Problem to solve. Are you able to retype all the records below exactly?

[Rows from a dataset]
##########
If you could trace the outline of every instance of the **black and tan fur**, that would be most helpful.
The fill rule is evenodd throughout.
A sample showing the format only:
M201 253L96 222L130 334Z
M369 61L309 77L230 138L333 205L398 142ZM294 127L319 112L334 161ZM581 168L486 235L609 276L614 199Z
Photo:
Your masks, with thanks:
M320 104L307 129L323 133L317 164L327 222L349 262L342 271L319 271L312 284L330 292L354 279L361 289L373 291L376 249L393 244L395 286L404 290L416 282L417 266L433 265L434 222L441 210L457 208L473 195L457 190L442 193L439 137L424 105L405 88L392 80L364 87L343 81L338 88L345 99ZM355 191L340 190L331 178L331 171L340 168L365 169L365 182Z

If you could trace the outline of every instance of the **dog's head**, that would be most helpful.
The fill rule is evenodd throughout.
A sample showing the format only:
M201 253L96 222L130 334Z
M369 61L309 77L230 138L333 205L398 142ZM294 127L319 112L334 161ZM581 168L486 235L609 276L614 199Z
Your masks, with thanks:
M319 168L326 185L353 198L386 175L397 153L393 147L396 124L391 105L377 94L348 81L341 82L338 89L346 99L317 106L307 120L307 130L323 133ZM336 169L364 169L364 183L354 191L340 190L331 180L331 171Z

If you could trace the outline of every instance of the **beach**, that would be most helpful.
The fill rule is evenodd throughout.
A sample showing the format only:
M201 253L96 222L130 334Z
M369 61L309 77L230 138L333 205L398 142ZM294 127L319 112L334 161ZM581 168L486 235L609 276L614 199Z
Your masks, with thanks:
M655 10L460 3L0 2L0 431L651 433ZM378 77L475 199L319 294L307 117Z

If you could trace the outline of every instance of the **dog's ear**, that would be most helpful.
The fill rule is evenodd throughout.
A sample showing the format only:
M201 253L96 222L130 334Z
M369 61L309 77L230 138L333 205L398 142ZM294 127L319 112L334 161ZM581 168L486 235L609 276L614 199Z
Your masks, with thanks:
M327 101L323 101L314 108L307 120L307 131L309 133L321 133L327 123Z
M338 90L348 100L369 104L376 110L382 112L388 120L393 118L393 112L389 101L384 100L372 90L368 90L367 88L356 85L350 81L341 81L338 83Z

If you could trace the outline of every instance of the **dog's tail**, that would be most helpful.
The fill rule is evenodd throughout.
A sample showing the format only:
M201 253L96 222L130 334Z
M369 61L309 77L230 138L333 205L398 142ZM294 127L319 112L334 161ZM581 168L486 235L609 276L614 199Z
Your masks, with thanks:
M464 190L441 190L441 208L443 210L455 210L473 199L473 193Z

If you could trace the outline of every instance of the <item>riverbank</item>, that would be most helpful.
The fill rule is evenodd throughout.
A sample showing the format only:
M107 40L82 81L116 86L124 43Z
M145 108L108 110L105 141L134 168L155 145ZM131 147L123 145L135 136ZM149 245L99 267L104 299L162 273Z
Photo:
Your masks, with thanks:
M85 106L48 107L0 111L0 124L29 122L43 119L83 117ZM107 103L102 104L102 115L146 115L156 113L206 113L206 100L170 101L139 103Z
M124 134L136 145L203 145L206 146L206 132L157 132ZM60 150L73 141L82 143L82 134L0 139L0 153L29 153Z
##########
Complete response.
If you could trace the outline of every instance of the **black and tan fur**, that would be most helpful.
The fill rule is evenodd throughout.
A sample showing the format only:
M201 253L96 222L130 334Z
M369 61L309 77L230 138L333 205L398 142ZM294 127L319 112L334 161ZM581 168L486 235L609 276L614 199Z
Photo:
Your masks, with thanks:
M320 104L307 129L323 133L317 164L327 222L349 262L342 271L319 271L312 284L330 292L354 279L361 289L373 291L376 249L393 244L395 286L404 290L416 282L417 266L433 265L434 222L441 210L457 208L473 195L457 190L442 193L439 137L424 105L405 88L392 80L364 87L343 81L338 88L345 99ZM355 191L340 190L331 178L331 171L340 168L365 169L365 182Z

If you could trace the outline of every instance of the **dog's head**, that would be most helpful.
The fill rule is evenodd throughout.
A sample showing the format only:
M201 253L96 222L130 334Z
M369 61L309 77L230 138L333 205L398 142ZM294 127L319 112L334 161ZM581 168L486 235L609 276L614 199Z
Your masks, with thanks:
M319 168L326 185L353 198L386 175L397 153L393 147L396 124L391 105L377 94L348 81L341 82L338 89L346 99L317 106L307 120L307 130L323 133ZM336 169L364 169L364 183L354 191L340 190L331 180L331 171Z

If you could trace the outline of every instance of the **beach**, that would be most helpful.
The fill rule is evenodd throughout.
A sample showing the format only:
M201 253L96 222L130 334Z
M369 61L309 77L230 138L333 205L398 142ZM294 127L319 112L334 161ZM581 168L486 235L609 276L614 199Z
Your masks, with thanks:
M655 10L460 3L0 2L0 431L651 433ZM378 77L475 199L319 294L307 117Z

If you could trace the outline of every instance of the **dog's ear**, that would be most helpful.
The fill rule is evenodd throughout.
A sample showing the format only:
M201 253L96 222L130 334Z
M369 61L309 77L230 138L333 205L398 142ZM294 127L319 112L334 161ZM581 168L486 235L609 276L614 199Z
Your masks, with thanks:
M327 101L323 101L314 108L307 120L307 131L309 133L321 133L327 123Z
M338 90L348 100L369 104L376 110L382 112L388 120L393 118L393 112L389 101L384 100L372 90L368 90L367 88L356 85L350 81L341 81L338 83Z

If you could trace the outline of every instance of the **dog's tail**, that would be most helpful.
The fill rule is evenodd throughout.
A sample showing the format only:
M201 253L96 222L130 334Z
M369 61L309 77L230 138L333 205L398 142ZM294 127L319 112L334 161ZM581 168L486 235L609 276L614 199Z
Your masks, with thanks:
M464 190L441 190L441 208L443 210L455 210L473 199L473 193Z

If you could trace the outline of every instance of the <item>riverbank</item>, that would be most helpful.
The fill rule is evenodd throughout.
A sample showing the format only:
M107 40L82 81L116 86L124 43Z
M145 108L108 110L105 141L134 168L155 145ZM131 147L123 145L135 136ZM149 245L99 267L104 299L162 273Z
Photo:
Your masks, with thanks:
M85 106L48 107L0 111L0 124L29 122L43 119L83 117ZM107 103L102 104L102 115L146 115L156 113L206 113L206 100L170 101L139 103Z
M124 134L136 145L203 145L206 146L206 132L157 132ZM60 150L73 141L82 143L82 134L0 139L0 153L29 153Z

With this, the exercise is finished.